(Beginning of TASK INPUTS)
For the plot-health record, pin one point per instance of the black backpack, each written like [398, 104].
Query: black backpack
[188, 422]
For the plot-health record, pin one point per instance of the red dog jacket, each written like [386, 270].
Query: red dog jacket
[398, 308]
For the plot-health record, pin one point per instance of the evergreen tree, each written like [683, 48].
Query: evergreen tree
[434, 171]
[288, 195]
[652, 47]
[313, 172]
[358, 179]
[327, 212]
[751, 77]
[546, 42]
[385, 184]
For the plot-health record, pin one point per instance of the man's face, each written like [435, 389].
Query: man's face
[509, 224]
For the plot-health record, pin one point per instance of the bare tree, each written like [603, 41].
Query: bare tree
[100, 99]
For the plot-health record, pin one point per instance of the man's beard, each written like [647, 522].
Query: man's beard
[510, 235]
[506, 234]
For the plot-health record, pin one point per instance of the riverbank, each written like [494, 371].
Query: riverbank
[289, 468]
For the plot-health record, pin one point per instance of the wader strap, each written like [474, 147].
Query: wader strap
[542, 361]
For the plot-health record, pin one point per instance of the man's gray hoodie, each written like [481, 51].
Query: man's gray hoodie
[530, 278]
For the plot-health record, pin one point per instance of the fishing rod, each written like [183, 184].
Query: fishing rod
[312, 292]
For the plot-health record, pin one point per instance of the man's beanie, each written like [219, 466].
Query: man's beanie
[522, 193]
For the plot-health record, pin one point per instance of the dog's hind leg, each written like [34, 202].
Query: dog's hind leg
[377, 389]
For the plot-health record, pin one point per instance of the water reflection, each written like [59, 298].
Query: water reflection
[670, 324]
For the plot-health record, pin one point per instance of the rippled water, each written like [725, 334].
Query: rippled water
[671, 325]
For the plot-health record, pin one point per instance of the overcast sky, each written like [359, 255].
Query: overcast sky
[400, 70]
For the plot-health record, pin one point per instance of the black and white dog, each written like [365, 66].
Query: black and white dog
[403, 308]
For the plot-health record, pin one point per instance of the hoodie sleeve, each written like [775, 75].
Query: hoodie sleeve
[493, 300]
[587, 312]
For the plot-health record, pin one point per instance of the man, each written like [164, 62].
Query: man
(End of TASK INPUTS)
**PROBLEM TO SOLVE:** Beginning at the line with "Query: black backpack" and stopping after the line with "like [494, 371].", please write out every line of the data above exactly and nothing else.

**SOLUTION FOR THIS EXERCISE:**
Query: black backpack
[188, 422]
For the plot-health record, pin one point per instance of the red dog jacket, each written like [386, 270].
Query: red dog jacket
[398, 308]
For the plot-health record, pin one point per instance of the evergreen tree, each written like [683, 48].
Query: evergreen tree
[434, 171]
[288, 195]
[652, 47]
[313, 172]
[358, 179]
[327, 212]
[751, 77]
[546, 42]
[385, 184]
For the plot-health record, pin one point per instance of the man's face, each written like [435, 389].
Query: man's face
[509, 224]
For the plot-health record, pin one point per instance of the bare tree, each written like [603, 41].
Query: bare tree
[100, 99]
For the plot-health record, pin one point per instance of the man's beard, each written like [647, 522].
Query: man's beard
[510, 235]
[506, 234]
For the plot-health record, pin one point per instance of the riverbank, each written like [494, 371].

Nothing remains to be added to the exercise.